*Source passage*.

Sometimes to my presoak I'll add some baking soda. But other than that, I don't add detergent until I do the hot wash!


----------



## bandgeek (Sep 12, 2006)

I add everything to the cold pre-rinse. That way, there's enough detergent left when I do the hot wash to really get the diapers clean, but not so much that I have to do an extra rinse. So my routine is:

cold pre-rinse with detergent and sometimes a little vinegar, hot wash with nothing, cold rinse with nothing

I use to do cold, hot, cold, cold so this way has eliminated an entire cycle from my routine.









Also, I rinse the poopies so the diapers aren't washing in poop water.


----------



## marymamma (Mar 22, 2004)

Quote:


Originally Posted by *amykoysgirl* 
sometimes I add a little borax, otherwise no.

What does the Borax do? Does it help with stains? How much for a small load?


----------



## Tofu the Geek (Dec 2, 2003)

I have a FL and I do a pre-wash (my washer only does this on cold), followed by a hot (or sanitary) wash/cold rinse. I add soap to the pre-wash ONLY. This is what was recommended to me by the mom who makes my diapers.

My FL has a temperature control that ensures the cold water is the proper temp to dissolve detergent (I think that is 65 fahrenheit?). What it does is heat the water as it's filling so that it is still cold, but not too cold to do its job. Excellent for winter time when the water coming out of the cold water tap is icy cold!

This seems to be working nicely for me so far.


----------



## wawoof (Aug 17, 2003)

Quote:


Originally Posted by *TechnoGranola* 
I have a FL and I do a pre-wash (my washer only does this on cold), followed by a hot (or sanitary) wash/cold rinse. I add soap to the pre-wash ONLY.

Yep, I add detergent only to the pre-wash, then run sanitary cycle with calgon water softener (we have super hard water), then extra rinse. My dipes are MUCH softer with this routine than when I added the detergent to the sanitary cycle.


----------



## mvlg (Jul 17, 2005)

I always rinse or do a cold/cold wash on my diapers, but I don't put anything in there. This is just for getting the majority of the pee out. I rinse the poopy diapers with a minishower and sometimes even run them through a rinse cycle after that before putting them in the pail.







I add my detergent to the hot wash because I think it works better in hot water. You get more bang for your buck so to speak.


----------



## maylea_moon (Mar 4, 2005)

this is what i do...

1. cold soak for about an hour with a bit of baking soda and a few drops of TTO
2. cold pre-wash
3. HOT wash with 1/2 oz. bio-kleen laundry detergent
4. when it's done rinsing i go ahead and give it a second rinse

it's worked for 2 years


----------



## Leiahs (Jul 29, 2005)

I used to do:

1. Short Cold/cold wash cycle with nothing.
2. Hot/cold cycle with small amt. of detergent
3. One or Two more hot/cold cycles (no detergent) depending on how much I felt they needed it.

Then I decided to change it, because it seemed so silly to wash on hot so many times trying to get them rinsed clean. Now, I do:

1. Long cold/cold cycle with 1/3 cup of detergent
2. Hot/cold cycle with a tiny amount of detergent
3. One more Hot/cold cycle for a really good rinse

And I'm getting much better results.


----------

*Set exercise A*.
Please translate this sentence from the diaper-washing thread into Spanish: "This seems to be working nicely for me so far."
The forum thread and the entries have no connection to each other.

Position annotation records
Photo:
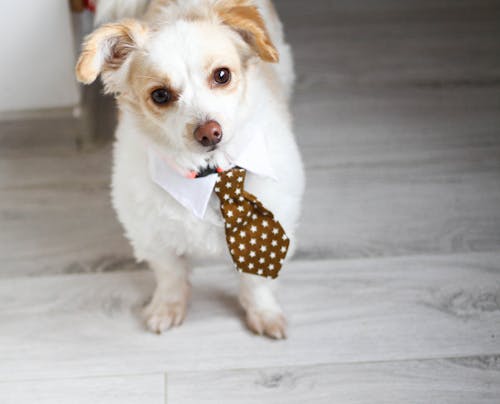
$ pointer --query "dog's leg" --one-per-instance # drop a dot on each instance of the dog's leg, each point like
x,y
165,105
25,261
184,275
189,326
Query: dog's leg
x,y
264,314
168,305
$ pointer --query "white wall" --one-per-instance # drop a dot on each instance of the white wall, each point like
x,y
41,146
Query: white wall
x,y
37,55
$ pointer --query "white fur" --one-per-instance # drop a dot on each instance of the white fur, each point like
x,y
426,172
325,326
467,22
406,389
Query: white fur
x,y
161,231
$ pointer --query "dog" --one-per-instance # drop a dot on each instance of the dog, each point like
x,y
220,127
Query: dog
x,y
192,79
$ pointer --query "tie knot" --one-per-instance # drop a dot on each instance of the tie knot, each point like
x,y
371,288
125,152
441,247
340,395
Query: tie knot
x,y
229,186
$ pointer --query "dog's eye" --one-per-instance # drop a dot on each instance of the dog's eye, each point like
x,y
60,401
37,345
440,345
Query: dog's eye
x,y
222,75
161,96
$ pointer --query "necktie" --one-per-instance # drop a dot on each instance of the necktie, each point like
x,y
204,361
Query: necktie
x,y
257,242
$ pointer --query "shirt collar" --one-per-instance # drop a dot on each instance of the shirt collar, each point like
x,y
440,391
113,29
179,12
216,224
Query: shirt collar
x,y
194,193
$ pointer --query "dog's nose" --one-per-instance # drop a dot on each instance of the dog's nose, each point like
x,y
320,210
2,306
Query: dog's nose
x,y
208,134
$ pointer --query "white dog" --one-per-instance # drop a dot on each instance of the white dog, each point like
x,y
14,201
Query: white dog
x,y
197,82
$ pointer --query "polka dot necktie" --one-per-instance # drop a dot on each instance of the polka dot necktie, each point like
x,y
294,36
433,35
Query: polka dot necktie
x,y
257,242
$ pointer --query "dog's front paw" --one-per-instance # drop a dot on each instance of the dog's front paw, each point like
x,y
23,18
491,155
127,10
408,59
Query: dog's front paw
x,y
267,322
161,315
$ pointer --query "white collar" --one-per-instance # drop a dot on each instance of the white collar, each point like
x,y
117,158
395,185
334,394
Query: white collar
x,y
194,193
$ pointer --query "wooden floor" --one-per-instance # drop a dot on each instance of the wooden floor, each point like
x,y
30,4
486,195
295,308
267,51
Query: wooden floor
x,y
394,295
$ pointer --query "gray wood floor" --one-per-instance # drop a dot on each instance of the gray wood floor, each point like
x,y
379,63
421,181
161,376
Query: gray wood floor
x,y
394,295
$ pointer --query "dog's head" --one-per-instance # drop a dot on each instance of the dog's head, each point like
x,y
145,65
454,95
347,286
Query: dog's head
x,y
185,79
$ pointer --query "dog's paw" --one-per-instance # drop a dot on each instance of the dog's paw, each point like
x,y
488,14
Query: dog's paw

*Set exercise B*.
Locate each line of the entries that contains the string "wall", matching case, and copy those lines out in full.

*Written response A*.
Parece que esto me está funcionando bien hasta ahora.

*Written response B*.
$ pointer --query "white wall" --one-per-instance # drop a dot on each instance of the white wall, each point like
Query: white wall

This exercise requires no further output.